[Listed records]
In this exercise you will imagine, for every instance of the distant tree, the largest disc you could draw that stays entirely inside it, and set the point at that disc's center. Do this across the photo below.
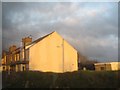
(84, 62)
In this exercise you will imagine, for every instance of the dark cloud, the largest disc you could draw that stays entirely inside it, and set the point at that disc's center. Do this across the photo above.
(92, 28)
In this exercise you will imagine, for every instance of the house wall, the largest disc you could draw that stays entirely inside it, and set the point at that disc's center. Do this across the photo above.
(70, 58)
(47, 55)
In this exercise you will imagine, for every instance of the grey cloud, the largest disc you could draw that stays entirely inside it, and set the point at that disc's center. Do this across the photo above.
(78, 23)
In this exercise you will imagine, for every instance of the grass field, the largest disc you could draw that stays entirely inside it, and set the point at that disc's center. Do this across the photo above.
(78, 79)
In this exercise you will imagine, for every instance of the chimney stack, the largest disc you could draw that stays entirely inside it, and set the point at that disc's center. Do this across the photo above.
(12, 48)
(26, 40)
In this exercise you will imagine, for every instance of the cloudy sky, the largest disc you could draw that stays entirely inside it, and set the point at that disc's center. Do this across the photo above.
(91, 27)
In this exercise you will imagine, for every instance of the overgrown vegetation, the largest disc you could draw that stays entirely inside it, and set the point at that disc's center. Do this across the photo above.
(79, 79)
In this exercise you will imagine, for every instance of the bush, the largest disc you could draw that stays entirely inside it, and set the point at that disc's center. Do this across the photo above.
(78, 79)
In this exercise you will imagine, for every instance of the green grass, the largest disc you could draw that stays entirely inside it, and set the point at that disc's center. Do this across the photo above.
(78, 79)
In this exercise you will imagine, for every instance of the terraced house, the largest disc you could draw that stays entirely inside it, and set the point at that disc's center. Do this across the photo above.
(50, 53)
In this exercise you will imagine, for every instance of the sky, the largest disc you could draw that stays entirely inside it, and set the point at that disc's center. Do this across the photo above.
(90, 27)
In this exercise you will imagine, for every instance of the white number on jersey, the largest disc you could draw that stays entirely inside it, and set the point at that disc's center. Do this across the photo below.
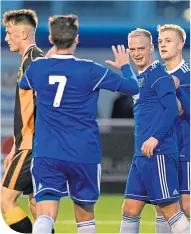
(59, 93)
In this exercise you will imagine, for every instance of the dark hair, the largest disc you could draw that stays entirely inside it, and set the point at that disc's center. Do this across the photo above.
(23, 16)
(63, 29)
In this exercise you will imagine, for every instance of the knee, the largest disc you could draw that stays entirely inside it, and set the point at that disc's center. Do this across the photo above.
(8, 199)
(130, 209)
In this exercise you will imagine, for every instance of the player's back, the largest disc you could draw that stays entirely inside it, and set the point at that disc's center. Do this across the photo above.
(67, 108)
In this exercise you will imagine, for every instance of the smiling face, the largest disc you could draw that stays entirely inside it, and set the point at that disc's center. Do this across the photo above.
(141, 51)
(170, 44)
(13, 36)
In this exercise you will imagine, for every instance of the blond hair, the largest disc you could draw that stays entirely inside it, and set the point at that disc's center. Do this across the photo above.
(140, 32)
(173, 27)
(23, 16)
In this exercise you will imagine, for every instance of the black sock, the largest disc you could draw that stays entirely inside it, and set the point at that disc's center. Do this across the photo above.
(23, 226)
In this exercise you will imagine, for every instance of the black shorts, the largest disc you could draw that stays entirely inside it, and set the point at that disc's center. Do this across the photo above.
(17, 175)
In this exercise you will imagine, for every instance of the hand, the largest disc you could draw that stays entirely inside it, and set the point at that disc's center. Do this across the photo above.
(121, 57)
(8, 159)
(149, 146)
(176, 81)
(180, 110)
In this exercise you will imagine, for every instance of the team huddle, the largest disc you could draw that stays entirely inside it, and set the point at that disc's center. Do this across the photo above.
(57, 147)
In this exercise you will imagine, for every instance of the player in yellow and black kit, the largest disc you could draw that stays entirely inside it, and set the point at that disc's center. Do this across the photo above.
(20, 36)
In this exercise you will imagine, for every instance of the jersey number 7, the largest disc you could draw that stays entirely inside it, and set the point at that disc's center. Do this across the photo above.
(60, 90)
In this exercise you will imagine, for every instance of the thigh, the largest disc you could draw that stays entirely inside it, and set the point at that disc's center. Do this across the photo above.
(17, 175)
(8, 198)
(48, 208)
(160, 178)
(49, 179)
(83, 212)
(184, 176)
(84, 182)
(135, 188)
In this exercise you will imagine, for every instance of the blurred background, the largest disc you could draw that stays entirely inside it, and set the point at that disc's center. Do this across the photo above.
(102, 24)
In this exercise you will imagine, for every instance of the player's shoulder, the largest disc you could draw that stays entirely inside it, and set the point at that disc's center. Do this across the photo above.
(80, 60)
(35, 52)
(84, 62)
(157, 71)
(185, 67)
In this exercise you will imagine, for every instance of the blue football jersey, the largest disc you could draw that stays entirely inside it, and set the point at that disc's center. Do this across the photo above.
(67, 94)
(154, 83)
(182, 71)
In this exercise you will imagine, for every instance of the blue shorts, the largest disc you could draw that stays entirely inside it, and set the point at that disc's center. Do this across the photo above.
(184, 176)
(153, 180)
(53, 179)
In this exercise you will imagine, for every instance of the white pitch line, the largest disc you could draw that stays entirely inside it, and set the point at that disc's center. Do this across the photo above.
(101, 222)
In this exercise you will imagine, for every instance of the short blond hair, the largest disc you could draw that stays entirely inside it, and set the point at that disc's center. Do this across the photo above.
(140, 32)
(173, 27)
(23, 16)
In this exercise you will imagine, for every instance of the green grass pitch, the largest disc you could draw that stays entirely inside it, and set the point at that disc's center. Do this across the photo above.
(107, 214)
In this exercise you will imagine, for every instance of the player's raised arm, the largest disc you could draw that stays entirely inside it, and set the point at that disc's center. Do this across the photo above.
(183, 99)
(106, 79)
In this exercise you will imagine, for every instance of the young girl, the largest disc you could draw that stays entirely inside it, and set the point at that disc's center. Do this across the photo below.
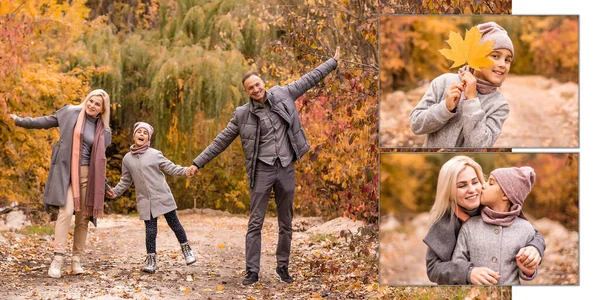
(76, 180)
(141, 166)
(457, 199)
(493, 239)
(467, 110)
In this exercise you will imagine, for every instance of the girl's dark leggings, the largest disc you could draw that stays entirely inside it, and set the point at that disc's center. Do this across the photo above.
(152, 230)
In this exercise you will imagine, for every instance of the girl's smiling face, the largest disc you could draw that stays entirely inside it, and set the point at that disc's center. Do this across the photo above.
(140, 137)
(497, 72)
(468, 189)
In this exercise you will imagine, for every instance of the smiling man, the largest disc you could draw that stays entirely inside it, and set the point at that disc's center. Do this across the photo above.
(272, 139)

[Required work] Copy all the material word for word, minus its pictures.

[Task response]
In this exercise you will imagine, for every instance of the distant tree, the largest disc you could draw that stays entirely inside it, and set the point at that disc's center. Do this across the photo below.
(84, 62)
In this exercise you will imagine, for every instance of the dark cloud, the largest disc you could draw that stays entirely inside it, and set the point at that disc's center. Do this across the photo above.
(92, 28)
In this exercise you will imagine, for every instance of the house wall, the largest disc you could draw that stays entirely inside it, and set the point at that disc's center. Do this across the photo above.
(70, 58)
(47, 55)
In this exercise you will imagine, for every instance of the grey cloud, the largest disc you could draw that stays entirely inside it, and set the point at that disc's center. Do this across the photo above.
(78, 23)
In this exercise you will imagine, for every instance of the grass field, the largest disc you could draw that stays entirely inside it, and set the point at that disc's center. Do this across the photo above.
(78, 79)
In this exercise you will imagine, for every instance of the chimney stack, the largest disc you could draw that stays entirely inside it, and set the point at that disc's center. Do this across the photo above.
(12, 48)
(26, 40)
In this exercise you will imagine, for every instance of the cloudy sky, the largest disc you could draw that stays entirely inside it, and set the point at that disc's center. Do this across the photo above.
(91, 27)
In this exercise you will imagine, for every instance of the overgrown vegetation, the largest disc you could draw that stays entirely inside it, and set the point at that disc's center. Do this across the photo above.
(79, 79)
In this exercise you will imagine, for every instance of the bush, the largest disc you could draw that stays entirely inside it, and set the point at that disc's center. Do this across the photo above.
(78, 79)
In this exercise you will imagine, for every instance of the green grass, the largest disc you could draw that stays entirely inside it, and set the point at that disc's center. Do this across the photo above.
(78, 79)
In this exercise you will imagine, for every instance of the terraced house, the largest disc you could draw that stays entirely inside it, and set the point at that disc's center. Do this across the photo above.
(50, 53)
In this exercise you will imagine, for every instance of the sky, the largest disc you could draw that stays entirely inside it, and set the point at that disc's center. Do this across the photo above.
(90, 27)
In this exercise you will imagine, for every instance of the white number on jersey, the largest disc you could draw that stays entirely inside it, and set the point at that disc's center. Do this across the photo below.
(59, 93)
In this exercise you will imagine, for every instance of the dark hair, the largest disc you could draw that stays entirely inside it, and set the point at that disc's center. Do this across the photo above.
(23, 16)
(63, 29)
In this exercise you will imagine, for every instance of the knee, the largest disc you could draw that stays entirely inside it, and set the point at that disc's center. Do this across the photo above.
(8, 199)
(130, 209)
In this exercise you will imagine, for every instance of the player's back, the largest disc you could draw that stays entirely inside it, and set the point at that disc's center. Do this across the photo above.
(67, 108)
In this exercise you will imagine, for every instance of the smiling face, the largest disc you could draw that stays entirely inside it, and set the point at that disc's center. Do this across the photo above.
(141, 51)
(170, 44)
(13, 36)
In this exercise you will imagine, for every instance of the blond hair, the largest disc you could draw that stays entirely inside it, and set the point at that disc's center. Do this across the photo above.
(140, 32)
(173, 27)
(23, 16)
In this exercise you will imagine, for every instance of the black sock, the largest disc you could draw that stays entirely inside it, and set the point at that disc's center. Do this across the photo above.
(23, 226)
In this exercise you will imagine, for every instance of the black shorts, the largest disc you could draw that stays entirely inside it, and set the point at that disc's center. Do this across the photo above.
(17, 175)
In this exercise you will imagine, for every instance of the hand, the largest disc you could draw that stays entirely inside it, and set the point at that disc's center. Do this across the photo above.
(121, 57)
(8, 159)
(149, 146)
(176, 81)
(180, 110)
In this exercise you will imagine, for every instance of the team huddle, the largest disc you could draw that stays entirely inside it, and set the point at that disc's center. Do this across the photo above.
(57, 147)
In this exercise you will imagine, for every instance of the player in yellow and black kit, the largest disc you could draw that stays entirely inside it, and set the point at that disc's center. Do this across the photo above.
(20, 36)
In this exercise you will imagine, for every instance of the jersey number 7, the largest disc you could draw that stays entirely inside it, and set the point at that disc's center. Do this across the photo above.
(60, 90)
In this exercise you will imagine, for every instance of the thigh, the largest disc you could draw that stays entirely inside it, and set the point at that disc's center. Do this across the photo above.
(17, 175)
(8, 198)
(48, 208)
(160, 178)
(49, 179)
(83, 212)
(184, 176)
(84, 182)
(135, 188)
In this exercise you will imagine, for every instance of the blurred background, the largest disc you could draw that stays entirely inside it, and set the point at that disc's center. Do this across the photo above.
(102, 24)
In this exercise you will imagine, for every instance of the player's shoulder, the largest disc you could draw that stays entirely inside it, and set the point at that disc's center. Do this across the photo above.
(80, 60)
(35, 52)
(84, 62)
(157, 71)
(185, 67)
In this exercise you will imagine, for every instance of the blue football jersey, the largest disc you could draw that stays entirely inside it, and set the point at that disc's center. Do this across the photo above.
(67, 94)
(154, 83)
(182, 71)
In this exercise you will imagine, for every instance of the blue shorts, the largest disc you could draw that stays entirely inside it, and set the point at that disc's center. Do this across the photo above.
(184, 176)
(153, 180)
(53, 179)
In this exercise you will imagine, for every instance of the white pitch line, the largest disc you could draw that stays entirely inside it, and set the point at that disc's center. Do this across the photo above.
(101, 222)
In this exercise you will imagine, for every instance of the short blond hair, the largest disc you could draw that stays entirely inside it, and set the point at that disc's center. Do this across the photo above.
(140, 32)
(173, 27)
(23, 16)
In this exercise you will imagine, for every instance of the green grass pitch, the largest disc you could draw that stays entirely inside it, and set the point at that disc's center. Do this across the photo above.
(107, 214)
In this exercise you will imagine, for every instance of the player's raised arm, the largest disc you could draw that stays entirely inside it, and set the point at that disc's center. Do this across the photo above.
(183, 99)
(106, 79)
In this exercise you will imagine, for every instance of the young girl, the largest disc you could draw that stays entirely inside it, and set the point at that disc's center. Do this across the photo below.
(76, 180)
(141, 166)
(457, 199)
(493, 239)
(467, 110)
In this exercise you will imagine, for every instance of the girl's dark leggings, the largest disc you could draw that stays entirely inside it, and set the point at that disc's center. Do this across the photo above.
(152, 230)
In this exercise you will imagine, for every instance of the girl's smiling face, the largest disc you could draw that stays entirely inside it, and set the point at that disc's center. Do this across the photo above.
(140, 137)
(497, 72)
(468, 189)
In this exercise you will imagine, for every instance of the smiling man, the largest disc you could draw that stays entirely inside it, and set the point at that disc's center. Do this across the photo above.
(272, 139)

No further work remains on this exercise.